### 課題 1
医療費に関する文章をもとに、次の問いに答えなさい。
(a) 政府は高齢社会対策大綱を何年ぶりに改定したか。
(b) 厚労省は、胃がん検診を何歳以上に、何年に1回受けるよう推奨しているか。
(c) 尾崎章彦さんは、どの病院の医師か。
### 課題 2
次の各文が医療費に関する文章の内容と合っているかどうかを「はい」か「いいえ」で答えなさい。判断の根拠となる箇所を、文章からそのまま引用しなさい。
(a) 胃がんの医療費は、ステージIVで最も高くなる。
(b) 早期の胃がんは、バリウム検査のほうが見つけやすい。
(c) 現在、高齢者の窓口負担は多くの人が1割である。
### 課題 3
医療費に関する文章の最後の一文に続けて、その先の部分を書き継ぎなさい。

「今年9月、政府は閣議で高齢社会対策大綱を6年ぶりに改定し、『後期高齢者の医療費窓口負担3割の適用範囲を現在よりも拡大する方向で検討する』旨を明記。現在、高齢者の窓口負担は多くの人が1割ですが、これを皮切りに2割、3割負担の人が増えることが予想されます」(医療ジャーナリスト)
物価高や年金の目減りなど家計への逆風が相次ぐなか、医療費の支出を抑えることはいっそう重要になってくる。全日本病院協会・診療アウトカム評価事業の’23年度医療費(重症度別)年間集計では、主要がんや急性心筋梗塞、脳梗塞などの重症度別の1入院あたりの医療費が算出されている。最新の統計を見ると、多くの場合重症度が低いほど、医療費の負担が軽くなる傾向にある。医療ガバナンス研究所理事長で内科医の上昌広さんが語る。
「1カ月に支払った医療費が一定額を超えた場合、超過分が返金される『高額療養費制度』がありますが、入院の場合は差額ベッド代、抗がん剤治療で脱毛した場合は医療用ウィッグなど、医療費以外のお金も必要となります。予防・早期発見に努めることで、身体的な負担ばかりでなく、金銭的な負担も軽減できるのです」
では、各疾病ごとの医療費の傾向や予防・早期発見のポイントを上さん、常磐病院(福島県)医師の尾崎章彦さんの解説をもとに見ていこう。
【胃がん】
医療費はステージが上がるごとに増加するが、ステージIVとなると減少。
「がんの全般的な傾向です。ステージIVとなると、がんが転移することで、手術など積極的な治療を行わないケースが多いためでしょう」(上さん)
胃がん検診は、50歳以上は2年に1回、問診+胃部X線検査、または胃カメラ検査を受けることを厚労省は推奨している。
「胃部X線検査とは、バリウム検査のこと。スキルス性胃がんは発見しやすいといわれていますが、早期の胃がんは胃カメラによる検査が見つけやすいです」(上さん)
予防においては、ピロリ菌の検査が有効だ。
「胃がんの主な原因となるピロリ菌を自分が保菌しているか確認しておきたいところ」(上さん)

### 抜粋データ

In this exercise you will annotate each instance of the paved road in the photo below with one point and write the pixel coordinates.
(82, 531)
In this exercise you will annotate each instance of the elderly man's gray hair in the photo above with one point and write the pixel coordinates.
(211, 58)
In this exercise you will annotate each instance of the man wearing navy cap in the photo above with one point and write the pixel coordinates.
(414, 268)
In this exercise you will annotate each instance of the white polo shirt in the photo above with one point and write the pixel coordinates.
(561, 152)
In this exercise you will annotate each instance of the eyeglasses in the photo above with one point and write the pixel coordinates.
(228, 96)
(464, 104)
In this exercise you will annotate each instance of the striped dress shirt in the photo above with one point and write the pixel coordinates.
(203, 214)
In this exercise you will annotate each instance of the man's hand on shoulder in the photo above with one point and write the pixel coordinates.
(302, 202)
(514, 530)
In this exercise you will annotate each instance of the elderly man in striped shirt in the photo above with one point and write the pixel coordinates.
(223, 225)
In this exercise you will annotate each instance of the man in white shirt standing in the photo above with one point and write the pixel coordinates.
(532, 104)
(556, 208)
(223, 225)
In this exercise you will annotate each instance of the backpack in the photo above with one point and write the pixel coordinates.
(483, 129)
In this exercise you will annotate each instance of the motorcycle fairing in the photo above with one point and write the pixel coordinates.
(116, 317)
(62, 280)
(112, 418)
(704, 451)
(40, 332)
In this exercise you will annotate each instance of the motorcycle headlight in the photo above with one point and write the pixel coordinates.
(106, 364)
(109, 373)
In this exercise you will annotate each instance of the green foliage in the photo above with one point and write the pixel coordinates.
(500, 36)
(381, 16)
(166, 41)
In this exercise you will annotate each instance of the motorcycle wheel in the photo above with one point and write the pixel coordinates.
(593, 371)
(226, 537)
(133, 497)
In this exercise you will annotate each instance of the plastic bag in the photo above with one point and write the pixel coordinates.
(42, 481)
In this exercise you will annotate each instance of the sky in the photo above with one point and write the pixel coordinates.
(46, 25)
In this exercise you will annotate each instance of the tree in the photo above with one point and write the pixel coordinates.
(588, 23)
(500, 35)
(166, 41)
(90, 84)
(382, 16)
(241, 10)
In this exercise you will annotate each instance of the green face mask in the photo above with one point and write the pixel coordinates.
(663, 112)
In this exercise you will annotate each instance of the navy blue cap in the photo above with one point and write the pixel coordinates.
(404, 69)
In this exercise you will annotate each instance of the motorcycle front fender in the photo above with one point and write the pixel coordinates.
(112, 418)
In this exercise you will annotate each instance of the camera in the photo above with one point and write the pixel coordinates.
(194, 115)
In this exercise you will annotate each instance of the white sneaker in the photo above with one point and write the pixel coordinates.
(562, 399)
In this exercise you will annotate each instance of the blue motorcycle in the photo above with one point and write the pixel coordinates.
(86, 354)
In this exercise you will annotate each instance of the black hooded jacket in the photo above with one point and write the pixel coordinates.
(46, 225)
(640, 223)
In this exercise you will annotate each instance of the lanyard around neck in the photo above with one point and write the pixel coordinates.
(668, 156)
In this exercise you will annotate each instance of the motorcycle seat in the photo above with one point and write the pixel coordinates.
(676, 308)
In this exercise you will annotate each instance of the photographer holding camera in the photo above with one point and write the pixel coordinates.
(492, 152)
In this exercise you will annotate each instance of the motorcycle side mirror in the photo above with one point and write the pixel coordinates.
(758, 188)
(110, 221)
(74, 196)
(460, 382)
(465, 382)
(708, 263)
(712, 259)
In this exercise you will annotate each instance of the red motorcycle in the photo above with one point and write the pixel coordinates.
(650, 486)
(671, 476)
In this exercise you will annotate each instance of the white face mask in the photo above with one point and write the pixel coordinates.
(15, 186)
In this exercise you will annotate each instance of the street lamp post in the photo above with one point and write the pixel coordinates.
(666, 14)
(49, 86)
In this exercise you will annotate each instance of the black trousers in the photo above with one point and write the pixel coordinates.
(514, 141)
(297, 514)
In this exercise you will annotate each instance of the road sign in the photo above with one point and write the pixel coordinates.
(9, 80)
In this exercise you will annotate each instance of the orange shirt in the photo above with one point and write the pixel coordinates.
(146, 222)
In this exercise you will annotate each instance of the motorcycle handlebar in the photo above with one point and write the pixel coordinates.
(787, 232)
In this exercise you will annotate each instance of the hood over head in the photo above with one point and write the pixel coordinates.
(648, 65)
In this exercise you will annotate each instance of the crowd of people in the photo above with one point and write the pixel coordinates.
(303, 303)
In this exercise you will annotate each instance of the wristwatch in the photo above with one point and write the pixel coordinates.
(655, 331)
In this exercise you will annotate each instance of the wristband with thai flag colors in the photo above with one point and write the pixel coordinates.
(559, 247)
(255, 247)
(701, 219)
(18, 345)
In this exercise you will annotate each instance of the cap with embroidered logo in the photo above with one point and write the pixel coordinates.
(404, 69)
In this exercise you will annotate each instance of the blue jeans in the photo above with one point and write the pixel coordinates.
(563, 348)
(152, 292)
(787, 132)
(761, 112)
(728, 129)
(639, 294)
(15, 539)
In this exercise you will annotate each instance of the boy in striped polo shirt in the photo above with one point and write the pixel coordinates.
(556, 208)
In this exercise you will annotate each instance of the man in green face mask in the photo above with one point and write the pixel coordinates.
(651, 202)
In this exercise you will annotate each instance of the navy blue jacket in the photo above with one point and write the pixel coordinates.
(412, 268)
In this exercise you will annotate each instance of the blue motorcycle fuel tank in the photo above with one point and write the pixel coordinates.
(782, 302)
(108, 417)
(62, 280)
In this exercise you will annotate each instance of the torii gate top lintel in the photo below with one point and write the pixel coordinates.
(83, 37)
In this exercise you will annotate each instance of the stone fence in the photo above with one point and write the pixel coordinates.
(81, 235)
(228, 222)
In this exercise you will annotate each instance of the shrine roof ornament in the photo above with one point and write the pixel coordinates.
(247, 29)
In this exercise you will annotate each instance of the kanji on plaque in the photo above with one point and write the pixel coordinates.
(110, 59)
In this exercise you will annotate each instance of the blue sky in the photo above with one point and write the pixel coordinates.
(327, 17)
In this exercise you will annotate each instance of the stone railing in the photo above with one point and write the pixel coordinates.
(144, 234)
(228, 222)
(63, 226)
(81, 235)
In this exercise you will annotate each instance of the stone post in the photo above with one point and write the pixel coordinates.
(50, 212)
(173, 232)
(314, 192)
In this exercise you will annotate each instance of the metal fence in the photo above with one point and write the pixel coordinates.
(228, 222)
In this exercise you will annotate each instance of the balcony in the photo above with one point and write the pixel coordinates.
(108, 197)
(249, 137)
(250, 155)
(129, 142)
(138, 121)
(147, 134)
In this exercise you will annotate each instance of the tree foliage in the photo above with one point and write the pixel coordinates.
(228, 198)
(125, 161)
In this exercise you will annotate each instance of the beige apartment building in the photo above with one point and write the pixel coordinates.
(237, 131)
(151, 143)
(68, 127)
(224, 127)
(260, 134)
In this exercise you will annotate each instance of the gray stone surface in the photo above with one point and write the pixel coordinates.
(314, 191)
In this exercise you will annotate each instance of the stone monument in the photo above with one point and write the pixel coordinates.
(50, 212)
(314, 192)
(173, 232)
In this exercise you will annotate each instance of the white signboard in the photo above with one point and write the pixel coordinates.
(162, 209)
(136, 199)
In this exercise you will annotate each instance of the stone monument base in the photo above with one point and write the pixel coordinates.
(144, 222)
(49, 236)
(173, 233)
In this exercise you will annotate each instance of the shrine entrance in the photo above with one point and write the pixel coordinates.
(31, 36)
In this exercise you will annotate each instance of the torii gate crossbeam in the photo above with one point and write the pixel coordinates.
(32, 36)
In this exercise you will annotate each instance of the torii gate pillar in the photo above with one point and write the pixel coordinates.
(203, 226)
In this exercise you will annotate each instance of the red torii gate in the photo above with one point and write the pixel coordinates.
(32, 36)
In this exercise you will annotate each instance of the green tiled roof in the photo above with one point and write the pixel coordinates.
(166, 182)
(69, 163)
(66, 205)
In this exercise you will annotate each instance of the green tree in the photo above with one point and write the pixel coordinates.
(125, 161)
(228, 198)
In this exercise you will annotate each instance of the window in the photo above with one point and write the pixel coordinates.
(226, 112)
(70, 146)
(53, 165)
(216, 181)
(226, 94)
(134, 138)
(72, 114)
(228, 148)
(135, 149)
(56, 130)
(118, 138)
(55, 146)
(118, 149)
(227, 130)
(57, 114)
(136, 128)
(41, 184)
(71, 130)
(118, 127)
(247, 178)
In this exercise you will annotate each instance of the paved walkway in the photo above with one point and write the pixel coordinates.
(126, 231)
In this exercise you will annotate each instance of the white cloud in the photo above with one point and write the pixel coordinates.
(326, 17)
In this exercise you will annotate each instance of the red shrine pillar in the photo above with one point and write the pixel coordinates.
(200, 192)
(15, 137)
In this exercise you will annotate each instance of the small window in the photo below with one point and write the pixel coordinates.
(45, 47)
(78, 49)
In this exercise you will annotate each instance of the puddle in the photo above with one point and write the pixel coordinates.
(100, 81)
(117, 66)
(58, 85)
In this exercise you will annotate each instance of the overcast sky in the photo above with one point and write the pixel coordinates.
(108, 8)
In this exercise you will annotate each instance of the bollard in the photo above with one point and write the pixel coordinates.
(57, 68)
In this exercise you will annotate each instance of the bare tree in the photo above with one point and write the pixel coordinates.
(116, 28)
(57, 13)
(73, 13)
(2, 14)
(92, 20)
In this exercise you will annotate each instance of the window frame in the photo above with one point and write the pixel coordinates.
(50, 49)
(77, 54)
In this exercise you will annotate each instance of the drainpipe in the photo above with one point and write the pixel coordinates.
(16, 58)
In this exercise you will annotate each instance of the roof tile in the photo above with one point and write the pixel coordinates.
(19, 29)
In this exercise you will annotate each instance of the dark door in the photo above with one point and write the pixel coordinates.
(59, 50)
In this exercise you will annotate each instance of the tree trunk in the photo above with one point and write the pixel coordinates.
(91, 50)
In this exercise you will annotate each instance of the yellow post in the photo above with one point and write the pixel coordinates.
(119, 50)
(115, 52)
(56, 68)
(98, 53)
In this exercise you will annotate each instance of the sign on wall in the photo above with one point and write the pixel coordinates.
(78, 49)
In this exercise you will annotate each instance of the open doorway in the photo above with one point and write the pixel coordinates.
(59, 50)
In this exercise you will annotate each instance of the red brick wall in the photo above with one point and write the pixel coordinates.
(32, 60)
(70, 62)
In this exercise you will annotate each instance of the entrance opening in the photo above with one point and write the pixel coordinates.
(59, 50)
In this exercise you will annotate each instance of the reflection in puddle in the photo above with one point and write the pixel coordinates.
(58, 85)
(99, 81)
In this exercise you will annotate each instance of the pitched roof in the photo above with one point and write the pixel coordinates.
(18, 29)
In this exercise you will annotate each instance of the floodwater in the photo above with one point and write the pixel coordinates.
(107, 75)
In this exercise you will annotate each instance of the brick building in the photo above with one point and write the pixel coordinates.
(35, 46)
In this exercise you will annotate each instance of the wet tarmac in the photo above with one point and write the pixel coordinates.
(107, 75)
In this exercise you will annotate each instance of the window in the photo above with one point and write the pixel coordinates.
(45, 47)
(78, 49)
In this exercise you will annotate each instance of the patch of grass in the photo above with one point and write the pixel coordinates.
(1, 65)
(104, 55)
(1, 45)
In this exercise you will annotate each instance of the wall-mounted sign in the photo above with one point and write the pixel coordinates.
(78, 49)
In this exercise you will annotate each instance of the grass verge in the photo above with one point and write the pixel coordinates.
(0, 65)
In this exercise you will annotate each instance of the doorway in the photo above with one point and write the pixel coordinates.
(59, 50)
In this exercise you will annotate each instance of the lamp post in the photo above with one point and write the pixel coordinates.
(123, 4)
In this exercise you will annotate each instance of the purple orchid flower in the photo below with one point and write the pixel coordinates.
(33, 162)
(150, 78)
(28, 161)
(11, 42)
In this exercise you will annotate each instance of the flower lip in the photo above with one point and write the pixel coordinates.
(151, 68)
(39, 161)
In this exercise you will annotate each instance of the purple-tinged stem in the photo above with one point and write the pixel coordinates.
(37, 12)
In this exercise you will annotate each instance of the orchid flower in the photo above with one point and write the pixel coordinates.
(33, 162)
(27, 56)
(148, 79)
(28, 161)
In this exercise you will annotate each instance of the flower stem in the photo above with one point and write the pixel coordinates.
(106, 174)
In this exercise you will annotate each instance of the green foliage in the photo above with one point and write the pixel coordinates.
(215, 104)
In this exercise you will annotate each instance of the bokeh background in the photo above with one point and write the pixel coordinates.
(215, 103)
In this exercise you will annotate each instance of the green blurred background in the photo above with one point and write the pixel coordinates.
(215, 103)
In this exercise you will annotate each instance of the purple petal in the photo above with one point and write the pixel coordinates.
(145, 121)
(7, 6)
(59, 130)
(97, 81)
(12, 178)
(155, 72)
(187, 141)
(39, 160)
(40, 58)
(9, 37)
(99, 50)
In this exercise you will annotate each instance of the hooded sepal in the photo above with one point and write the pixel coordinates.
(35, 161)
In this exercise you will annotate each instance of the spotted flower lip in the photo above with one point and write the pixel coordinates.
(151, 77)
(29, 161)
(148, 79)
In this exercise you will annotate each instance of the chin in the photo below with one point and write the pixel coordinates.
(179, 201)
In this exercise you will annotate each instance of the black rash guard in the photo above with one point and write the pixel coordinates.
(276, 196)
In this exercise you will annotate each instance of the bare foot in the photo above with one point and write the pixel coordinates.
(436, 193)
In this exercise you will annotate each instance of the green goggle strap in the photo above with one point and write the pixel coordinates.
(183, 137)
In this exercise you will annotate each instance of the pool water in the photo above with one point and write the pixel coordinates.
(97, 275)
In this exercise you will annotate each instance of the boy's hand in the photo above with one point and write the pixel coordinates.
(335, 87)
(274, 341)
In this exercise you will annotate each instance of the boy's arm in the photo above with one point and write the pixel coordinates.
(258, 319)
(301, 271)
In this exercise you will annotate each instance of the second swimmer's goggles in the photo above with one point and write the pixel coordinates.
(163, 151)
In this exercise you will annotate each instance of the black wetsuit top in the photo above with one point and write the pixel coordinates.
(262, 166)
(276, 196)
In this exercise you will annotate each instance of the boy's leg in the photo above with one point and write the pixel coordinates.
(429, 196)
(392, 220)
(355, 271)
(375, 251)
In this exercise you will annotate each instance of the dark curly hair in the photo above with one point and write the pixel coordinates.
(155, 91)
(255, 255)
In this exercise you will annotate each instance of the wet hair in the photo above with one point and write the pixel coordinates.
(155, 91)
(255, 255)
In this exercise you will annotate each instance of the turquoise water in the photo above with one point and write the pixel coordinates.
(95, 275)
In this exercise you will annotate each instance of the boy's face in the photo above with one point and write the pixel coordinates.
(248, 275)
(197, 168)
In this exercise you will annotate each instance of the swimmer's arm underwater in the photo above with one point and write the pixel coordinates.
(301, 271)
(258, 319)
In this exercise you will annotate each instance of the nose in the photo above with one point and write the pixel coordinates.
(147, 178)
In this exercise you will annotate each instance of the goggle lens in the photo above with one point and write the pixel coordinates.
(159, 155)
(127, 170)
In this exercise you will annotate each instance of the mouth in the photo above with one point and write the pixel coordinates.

### 解答例 1
(a) 6年ぶり
(b) 50歳以上に、2年に1回
(c) 常磐病院(福島県)

### 解答例 2
(a) いいえ。「医療費はステージが上がるごとに増加するが、ステージIVとなると減少。」
(b) いいえ。「早期の胃がんは胃カメラによる検査が見つけやすいです」
(c) はい。「現在、高齢者の窓口負担は多くの人が1割ですが」

### 解答例 3
胃カメラでピロリ菌感染が疑われた場合、保険診療内で血液や呼吸による検査が受けられる。保菌者は薬によって除菌することになるが、高齢になると除菌ができないケースも。
「医師の指示に従い、定期的に検査することで早期発見につなげましょう」(上さん)
【大腸がん】
「結腸がん、直腸がんに大別される大腸がんですが、胃がん同様、早期の場合は内視鏡で切除ができるため、入院日数も短期になる傾向があります」(尾崎さん)
結腸がんのステージ0の医療費は3割負担で15万9千233円。それがステージIとなると35万5千583円と、2倍以上の金額に。健康診断などの便潜血検査を受けることで、早期がんの50%、進行がんの90%を発見できるというレポートもある。
「家族に既往歴があるなど、大腸がんリスクが高い人は、大腸内視鏡検査も要検討。早期発見できる確率が高まります」(上さん)
【肺がん】
「一般的な肺がん検診はX線検査となっていますが、早期発見は非常に困難であるため、喫煙歴が長い、家族に既往歴があるなど、高リスクの人は低線量CTも考慮しましょう」(上さん)
健康診断で受けられる胸部レントゲンは無料から数百円であるいっぽう、低線量CTでは8千円から2万円ほどと少し高額だ。また、肺がんはほかのがんと異なり、ステージIIIよりステージIVの治療費が高いのも特徴。